Text to read:
Texts: Castle Racksrent, Playboy of the Western World, The Dubliners, The Plough and theStars,Waiting for Godot, Borstal Boy, At Swim Two Birds, assorted poems by Yeats, Kavanaugh, Heaney, Montague, Boland, and short stories by O’Conner, Kiely, O’Faolain and Lavin.



The Language of Film
Films tell stories—not in the same way as literature, but using a cinematic language that borrows from other forms of storytelling while crafting new ways of connecting with an audience. Using a host of film segments and some complete movies, The Language of Film considers everything from movie credits to lighting, sound design, script, score, sets, cinematography, acting and direction. Students study and discuss outstanding films, the work of great directors, and shifting audience expectations, all with the aim of unpacking the language of film. They learn, too, what to look for when thinking about a film's virtues and shortcomings.

Films utilized range from the popular to the obscure and from the brilliant to the not-so-successful. Readings include interviews with directors, commentaries on films and film history, and film reviews. Writing include responses, both in-class and at home, to films and film segments.

Aim a: In the entries below, copy the lines verbatim, beginning with the line containing "Spot the roof" and ending with the line containing "xmin=416 ymin=223 xmax=449 ymax=233", including both of those lines.

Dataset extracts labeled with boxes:
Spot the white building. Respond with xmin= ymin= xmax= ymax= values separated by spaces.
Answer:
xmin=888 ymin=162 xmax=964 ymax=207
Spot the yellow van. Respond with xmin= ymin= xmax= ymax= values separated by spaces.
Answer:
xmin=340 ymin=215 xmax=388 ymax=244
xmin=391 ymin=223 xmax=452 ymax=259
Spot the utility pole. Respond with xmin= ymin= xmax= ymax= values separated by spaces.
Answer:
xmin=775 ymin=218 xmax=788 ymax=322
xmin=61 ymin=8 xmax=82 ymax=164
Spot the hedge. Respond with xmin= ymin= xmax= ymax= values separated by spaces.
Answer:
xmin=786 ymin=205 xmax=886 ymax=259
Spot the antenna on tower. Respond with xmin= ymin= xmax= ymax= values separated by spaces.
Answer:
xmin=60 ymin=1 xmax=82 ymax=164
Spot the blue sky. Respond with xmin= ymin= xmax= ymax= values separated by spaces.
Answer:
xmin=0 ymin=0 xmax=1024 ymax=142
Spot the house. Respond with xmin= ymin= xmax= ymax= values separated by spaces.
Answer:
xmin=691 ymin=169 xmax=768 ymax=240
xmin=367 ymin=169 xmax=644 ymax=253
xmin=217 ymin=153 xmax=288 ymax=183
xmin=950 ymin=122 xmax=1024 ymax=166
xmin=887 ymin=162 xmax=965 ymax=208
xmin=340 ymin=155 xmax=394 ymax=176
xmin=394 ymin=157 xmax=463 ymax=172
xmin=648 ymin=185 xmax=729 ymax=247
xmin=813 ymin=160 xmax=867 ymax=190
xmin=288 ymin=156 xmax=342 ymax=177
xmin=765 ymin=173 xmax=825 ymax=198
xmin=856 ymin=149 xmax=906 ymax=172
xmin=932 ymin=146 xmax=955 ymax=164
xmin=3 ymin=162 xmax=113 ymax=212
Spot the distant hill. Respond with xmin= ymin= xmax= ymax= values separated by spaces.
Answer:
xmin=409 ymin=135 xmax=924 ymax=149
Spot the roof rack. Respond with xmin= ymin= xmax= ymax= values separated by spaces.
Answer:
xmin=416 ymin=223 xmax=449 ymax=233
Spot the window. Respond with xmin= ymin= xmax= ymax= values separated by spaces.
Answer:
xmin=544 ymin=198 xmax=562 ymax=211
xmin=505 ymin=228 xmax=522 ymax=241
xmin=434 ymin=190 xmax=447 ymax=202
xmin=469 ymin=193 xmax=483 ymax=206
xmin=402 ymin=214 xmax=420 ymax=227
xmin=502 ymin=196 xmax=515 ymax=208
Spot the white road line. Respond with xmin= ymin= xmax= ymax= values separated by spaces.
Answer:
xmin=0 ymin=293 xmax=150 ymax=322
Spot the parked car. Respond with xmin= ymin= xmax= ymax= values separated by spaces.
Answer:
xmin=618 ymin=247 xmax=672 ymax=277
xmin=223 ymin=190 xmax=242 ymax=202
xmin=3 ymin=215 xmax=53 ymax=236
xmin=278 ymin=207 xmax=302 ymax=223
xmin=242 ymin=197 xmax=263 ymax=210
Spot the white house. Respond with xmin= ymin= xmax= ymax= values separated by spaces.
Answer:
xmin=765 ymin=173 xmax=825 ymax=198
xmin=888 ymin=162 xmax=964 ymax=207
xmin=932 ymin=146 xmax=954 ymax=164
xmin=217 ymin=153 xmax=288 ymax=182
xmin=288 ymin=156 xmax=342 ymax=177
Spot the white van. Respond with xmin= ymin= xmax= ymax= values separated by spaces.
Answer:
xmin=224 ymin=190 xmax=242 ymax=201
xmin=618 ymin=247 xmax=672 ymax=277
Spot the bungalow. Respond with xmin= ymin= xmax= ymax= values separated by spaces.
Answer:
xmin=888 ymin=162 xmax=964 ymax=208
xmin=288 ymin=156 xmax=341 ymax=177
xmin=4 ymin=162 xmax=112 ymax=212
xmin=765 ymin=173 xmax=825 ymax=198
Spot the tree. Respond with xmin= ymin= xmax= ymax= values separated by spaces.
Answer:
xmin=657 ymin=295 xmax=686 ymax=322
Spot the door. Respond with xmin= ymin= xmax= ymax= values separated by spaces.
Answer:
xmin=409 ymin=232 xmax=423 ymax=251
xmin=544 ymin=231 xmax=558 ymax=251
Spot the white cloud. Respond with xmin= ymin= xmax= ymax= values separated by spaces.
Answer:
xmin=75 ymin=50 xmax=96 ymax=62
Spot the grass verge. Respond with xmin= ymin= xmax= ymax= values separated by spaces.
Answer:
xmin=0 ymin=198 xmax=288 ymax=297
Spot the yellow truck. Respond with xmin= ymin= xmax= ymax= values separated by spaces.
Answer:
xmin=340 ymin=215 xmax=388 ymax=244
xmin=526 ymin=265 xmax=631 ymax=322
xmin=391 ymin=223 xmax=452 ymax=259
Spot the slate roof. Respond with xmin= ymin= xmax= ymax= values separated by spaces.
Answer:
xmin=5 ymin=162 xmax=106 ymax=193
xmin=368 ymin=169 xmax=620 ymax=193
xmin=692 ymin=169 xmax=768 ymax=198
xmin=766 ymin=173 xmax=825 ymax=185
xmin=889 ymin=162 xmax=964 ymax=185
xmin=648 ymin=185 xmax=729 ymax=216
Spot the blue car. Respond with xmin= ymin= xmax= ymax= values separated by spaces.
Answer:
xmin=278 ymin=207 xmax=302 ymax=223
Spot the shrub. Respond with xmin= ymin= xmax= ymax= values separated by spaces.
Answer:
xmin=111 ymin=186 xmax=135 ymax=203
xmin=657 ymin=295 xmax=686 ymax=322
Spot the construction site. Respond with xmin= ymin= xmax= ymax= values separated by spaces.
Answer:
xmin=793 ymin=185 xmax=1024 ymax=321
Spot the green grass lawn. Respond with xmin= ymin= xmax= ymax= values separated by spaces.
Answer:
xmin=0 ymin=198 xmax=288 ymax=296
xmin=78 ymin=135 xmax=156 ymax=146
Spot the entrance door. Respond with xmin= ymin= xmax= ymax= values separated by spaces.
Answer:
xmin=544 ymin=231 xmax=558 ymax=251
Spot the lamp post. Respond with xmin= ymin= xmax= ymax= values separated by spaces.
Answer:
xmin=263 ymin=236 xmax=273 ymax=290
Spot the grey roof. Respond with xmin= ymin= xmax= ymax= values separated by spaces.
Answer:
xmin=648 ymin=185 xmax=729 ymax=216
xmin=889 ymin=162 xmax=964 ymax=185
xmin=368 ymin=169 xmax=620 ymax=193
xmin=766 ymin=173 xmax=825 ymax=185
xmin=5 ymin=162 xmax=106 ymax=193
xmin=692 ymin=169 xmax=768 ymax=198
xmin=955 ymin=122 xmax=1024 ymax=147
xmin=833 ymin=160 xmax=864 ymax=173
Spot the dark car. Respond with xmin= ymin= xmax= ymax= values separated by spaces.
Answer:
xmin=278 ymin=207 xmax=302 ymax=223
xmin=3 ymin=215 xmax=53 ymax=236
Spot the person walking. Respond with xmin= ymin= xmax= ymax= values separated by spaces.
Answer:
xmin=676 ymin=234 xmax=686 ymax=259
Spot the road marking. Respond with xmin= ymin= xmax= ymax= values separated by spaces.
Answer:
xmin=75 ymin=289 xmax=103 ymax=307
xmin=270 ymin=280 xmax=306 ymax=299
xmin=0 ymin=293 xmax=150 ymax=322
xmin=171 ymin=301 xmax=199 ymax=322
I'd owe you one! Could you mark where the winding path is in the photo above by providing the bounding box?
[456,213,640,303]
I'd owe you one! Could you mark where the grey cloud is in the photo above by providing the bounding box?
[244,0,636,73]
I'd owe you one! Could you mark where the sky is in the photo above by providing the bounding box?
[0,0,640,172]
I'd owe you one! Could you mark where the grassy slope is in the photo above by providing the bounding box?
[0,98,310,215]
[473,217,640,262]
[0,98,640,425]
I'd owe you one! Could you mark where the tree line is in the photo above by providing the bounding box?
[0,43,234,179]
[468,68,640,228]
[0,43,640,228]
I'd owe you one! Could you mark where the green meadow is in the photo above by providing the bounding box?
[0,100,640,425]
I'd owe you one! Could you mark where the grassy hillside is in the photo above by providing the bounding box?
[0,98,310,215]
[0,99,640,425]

Aim b: Extend the course descriptions for literature and film beyond their final sentence.

Output a:
Spot the roof rack. Respond with xmin= ymin= xmax= ymax= values separated by spaces.
Answer:
xmin=416 ymin=223 xmax=449 ymax=233

Output b:
Texts: Roger Ebert, Great Movies.


Mavericks and Misfits
In this class, we will discuss works that illustrate both self-created and socially derived confinement. In our readings, we will encounter characters who struggle against dominant and powerful forces, and explore how their struggles lead them to either be held captive or set free. We will also examine how various beliefs imprison these characters, and how they surmount their prisons of conformity and expectations.  These readings will lead us to reflect on physical and imagined prisons not only in literature, but in our own lives as well. 

Texts may include A Portrait of the Artist as a Young Man, “Metamorphosis,” “Billy Budd,” and Brave New World. 



Other Voices in Literature
This course explores other ways of being “American.” The texts explore interactions between cultures generated by migration, exile, work, vacation, and the experience of belonging to a minority group. Inevitably, students discuss such issues as: belonging and estrangement; home, nationality, and otherness; exile, both internal and external; the quicksilver shifting definition of the American self.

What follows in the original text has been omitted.